**Task directions**
Copy the items word for word, starting at the beginning of the items and ending at the line that contains "[470,225,1270,332]". Leave the pictures out of your copy.

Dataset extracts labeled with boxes
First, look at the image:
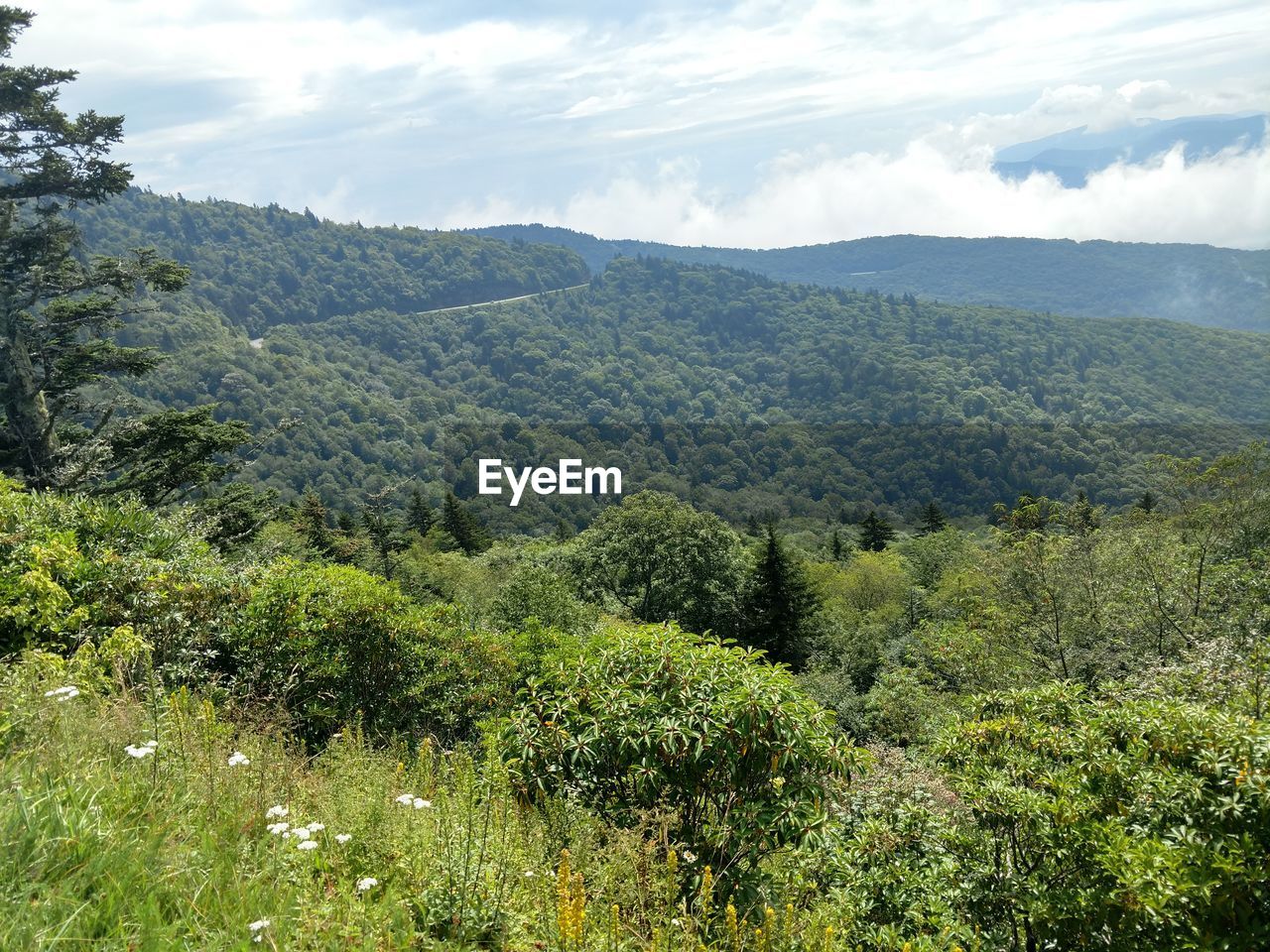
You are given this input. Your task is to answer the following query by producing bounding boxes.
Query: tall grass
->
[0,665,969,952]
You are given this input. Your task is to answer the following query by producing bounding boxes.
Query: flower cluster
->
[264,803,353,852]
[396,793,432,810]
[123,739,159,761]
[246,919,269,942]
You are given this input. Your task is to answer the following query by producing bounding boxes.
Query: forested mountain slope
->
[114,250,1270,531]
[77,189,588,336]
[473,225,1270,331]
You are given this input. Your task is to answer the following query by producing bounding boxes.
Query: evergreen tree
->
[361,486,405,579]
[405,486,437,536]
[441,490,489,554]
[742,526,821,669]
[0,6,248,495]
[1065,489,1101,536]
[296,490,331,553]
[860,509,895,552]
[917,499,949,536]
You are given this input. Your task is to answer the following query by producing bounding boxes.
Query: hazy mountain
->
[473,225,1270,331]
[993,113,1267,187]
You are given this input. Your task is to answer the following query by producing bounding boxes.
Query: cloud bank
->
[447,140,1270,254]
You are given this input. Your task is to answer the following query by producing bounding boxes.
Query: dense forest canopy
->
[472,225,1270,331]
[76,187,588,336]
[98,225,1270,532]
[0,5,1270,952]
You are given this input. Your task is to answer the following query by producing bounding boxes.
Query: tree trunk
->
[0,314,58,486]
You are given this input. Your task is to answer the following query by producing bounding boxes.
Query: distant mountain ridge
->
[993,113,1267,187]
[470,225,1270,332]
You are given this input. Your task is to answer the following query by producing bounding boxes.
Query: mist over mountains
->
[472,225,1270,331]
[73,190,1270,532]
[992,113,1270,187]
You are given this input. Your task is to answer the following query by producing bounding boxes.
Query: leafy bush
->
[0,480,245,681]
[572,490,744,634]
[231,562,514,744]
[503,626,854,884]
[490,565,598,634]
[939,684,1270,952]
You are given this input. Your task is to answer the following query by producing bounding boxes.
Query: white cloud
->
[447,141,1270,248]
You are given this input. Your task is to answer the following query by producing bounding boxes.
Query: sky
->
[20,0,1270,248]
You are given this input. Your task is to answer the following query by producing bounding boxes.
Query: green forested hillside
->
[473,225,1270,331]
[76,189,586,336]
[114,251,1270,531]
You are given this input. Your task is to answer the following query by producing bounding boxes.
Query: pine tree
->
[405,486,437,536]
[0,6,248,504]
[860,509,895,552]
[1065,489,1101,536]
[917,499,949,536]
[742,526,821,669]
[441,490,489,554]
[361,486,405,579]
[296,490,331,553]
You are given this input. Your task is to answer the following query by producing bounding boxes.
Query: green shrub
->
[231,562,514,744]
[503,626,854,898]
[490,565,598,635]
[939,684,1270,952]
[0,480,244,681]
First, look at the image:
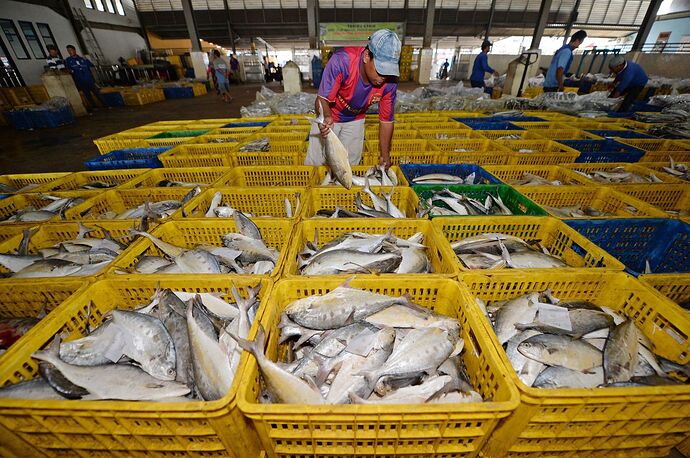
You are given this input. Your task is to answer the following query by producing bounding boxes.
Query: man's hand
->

**Written response**
First, look at the image:
You are given this input. Your task is to answer the following query by producing bounding boxes.
Query: tall grass
->
[0,665,969,952]
You are given this input. Your task is to answer the following query by producing bounding boxes.
Query: flower cluster
->
[264,803,353,852]
[396,793,432,810]
[123,739,159,761]
[246,919,269,942]
You are given this input. Your task is to answer the following query by producing bounding boxes.
Query: forested mountain slope
->
[114,250,1270,531]
[77,189,588,336]
[473,225,1270,331]
You are given this input. Your task is to answer the following query by producing bounding boxes.
Query: evergreen tree
->
[361,486,405,579]
[405,486,437,536]
[441,490,489,554]
[742,526,821,669]
[0,6,248,495]
[1065,489,1101,536]
[296,490,331,553]
[860,509,895,552]
[917,499,949,536]
You are given this input. Your task is to answer the following query by producing bounding boxes.
Query: hazy mountain
->
[473,225,1270,331]
[993,113,1267,187]
You are given this input. Your task is to answer the following query by producing bounding boxes.
Query: cloud bank
->
[447,140,1270,254]
You are given this input. Your task is to answer the following query by producing bounding boxes.
Query: dense forest canopy
->
[472,225,1270,331]
[76,187,588,336]
[98,225,1270,532]
[0,5,1270,952]
You are given this input. Your task is to answer the following query by producing bounding boxes.
Query: tree trunk
->
[0,314,58,486]
You are given this input. Your task is to answer the following query by producing bounding boxes.
Query: distant mountain ridge
->
[993,113,1267,187]
[470,225,1270,332]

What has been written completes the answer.